== PROMPT ==
Copy out the passage below on books about the modern city, word for word and in full.

The modern city is a subject of huge, huge interest to me. I like to read everything and anything about it – its physical structures, the social relationships it allows, the psychological states it can give rise to. I have written about non-fiction books on the lonely side of the city (The Lonely City: Adventures in the Art of Being Alone by Olivia Laing) and its dark facets (Noir Urbanisms edited by Gyan Prakash). There’s another that briefly comments on the place and the role of the city in our present geological age (Adventures in the Anthropocene by Gaia Vince). Then there’s one on a specific city – New York – a clever blend of fiction and non-fiction (Everyone is Watching by Megan Bradbury).

Two weeks ago I discovered a terrific book on London in the 21st century called Slow Burn City (2016) by Rowan Moore (@RowanMoore) – architecture critic of the Observer. A trained architect, Moore has lived in London for more than 30 years. This book is both a celebration and a criticism of his city.

== DATA SHOWN ==
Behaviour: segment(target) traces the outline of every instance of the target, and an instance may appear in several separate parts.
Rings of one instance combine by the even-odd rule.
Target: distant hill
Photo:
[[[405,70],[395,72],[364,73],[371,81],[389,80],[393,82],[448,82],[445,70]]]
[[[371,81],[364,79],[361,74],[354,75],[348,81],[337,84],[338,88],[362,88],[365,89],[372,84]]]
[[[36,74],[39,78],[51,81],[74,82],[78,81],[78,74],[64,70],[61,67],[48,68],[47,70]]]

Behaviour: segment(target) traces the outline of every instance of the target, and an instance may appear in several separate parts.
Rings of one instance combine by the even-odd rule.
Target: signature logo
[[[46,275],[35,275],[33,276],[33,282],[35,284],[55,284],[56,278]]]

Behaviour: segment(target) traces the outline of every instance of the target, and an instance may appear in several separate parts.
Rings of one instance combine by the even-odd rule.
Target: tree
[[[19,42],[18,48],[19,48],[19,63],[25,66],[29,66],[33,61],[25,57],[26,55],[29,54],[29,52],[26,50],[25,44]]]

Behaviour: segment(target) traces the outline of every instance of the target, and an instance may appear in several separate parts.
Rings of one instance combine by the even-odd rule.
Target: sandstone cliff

---

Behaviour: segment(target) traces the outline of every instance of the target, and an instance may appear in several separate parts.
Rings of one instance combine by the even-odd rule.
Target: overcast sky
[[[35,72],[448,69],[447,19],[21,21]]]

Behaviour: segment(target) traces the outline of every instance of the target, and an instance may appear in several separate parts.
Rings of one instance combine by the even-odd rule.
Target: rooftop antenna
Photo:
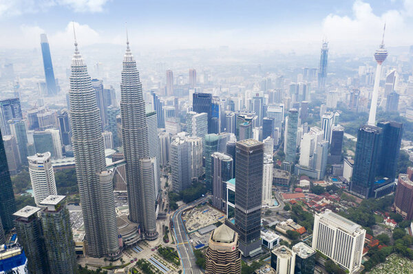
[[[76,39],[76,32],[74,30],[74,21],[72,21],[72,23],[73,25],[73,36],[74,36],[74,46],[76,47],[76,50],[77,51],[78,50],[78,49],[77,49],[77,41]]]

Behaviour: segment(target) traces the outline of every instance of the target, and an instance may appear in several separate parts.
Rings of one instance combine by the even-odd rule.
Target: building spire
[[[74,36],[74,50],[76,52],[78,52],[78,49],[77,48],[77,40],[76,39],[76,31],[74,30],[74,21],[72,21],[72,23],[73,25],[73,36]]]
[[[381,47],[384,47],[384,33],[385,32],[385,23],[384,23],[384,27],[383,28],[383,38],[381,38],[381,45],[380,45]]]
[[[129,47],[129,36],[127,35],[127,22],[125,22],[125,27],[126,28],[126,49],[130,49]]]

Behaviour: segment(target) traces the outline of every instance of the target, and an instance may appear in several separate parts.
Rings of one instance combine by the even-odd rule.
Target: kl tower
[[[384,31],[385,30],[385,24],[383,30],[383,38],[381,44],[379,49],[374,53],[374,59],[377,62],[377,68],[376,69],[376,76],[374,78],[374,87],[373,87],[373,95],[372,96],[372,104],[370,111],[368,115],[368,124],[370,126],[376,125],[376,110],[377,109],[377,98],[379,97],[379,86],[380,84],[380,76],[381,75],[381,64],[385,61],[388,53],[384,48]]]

---

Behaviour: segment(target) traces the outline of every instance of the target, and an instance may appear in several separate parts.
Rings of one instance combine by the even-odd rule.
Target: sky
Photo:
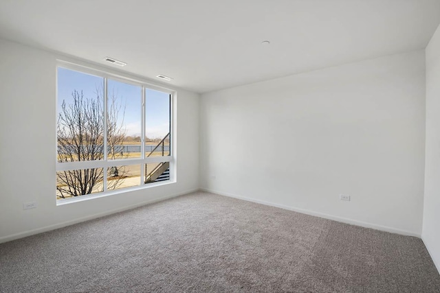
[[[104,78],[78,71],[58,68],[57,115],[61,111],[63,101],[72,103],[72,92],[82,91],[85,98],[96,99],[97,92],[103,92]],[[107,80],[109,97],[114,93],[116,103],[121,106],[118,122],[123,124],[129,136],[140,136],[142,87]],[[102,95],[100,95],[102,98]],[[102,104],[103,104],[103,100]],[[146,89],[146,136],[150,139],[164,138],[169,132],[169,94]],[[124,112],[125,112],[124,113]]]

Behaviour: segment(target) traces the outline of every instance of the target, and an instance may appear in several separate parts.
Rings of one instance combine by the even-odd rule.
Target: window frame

== EXPECTED ANSWER ==
The modern city is a subject of huge, huge interest to me. I like to read everything and anything about it – its physical structures, the social relationships it allows, the psychological states it can give rise to. I have written about non-fiction books on the lonely side of the city (The Lonely City: Adventures in the Art of Being Alone by Olivia Laing) and its dark facets (Noir Urbanisms edited by Gyan Prakash). There’s another that briefly comments on the place and the role of the city in our present geological age (Adventures in the Anthropocene by Gaia Vince). Then there’s one on a specific city – New York – a clever blend of fiction and non-fiction (Everyone is Watching by Megan Bradbury).

Two weeks ago I discovered a terrific book on London in the 21st century called Slow Burn City (2016) by Rowan Moore (@RowanMoore) – architecture critic of the Observer. A trained architect, Moore has lived in London for more than 30 years. This book is both a celebration and a criticism of his city.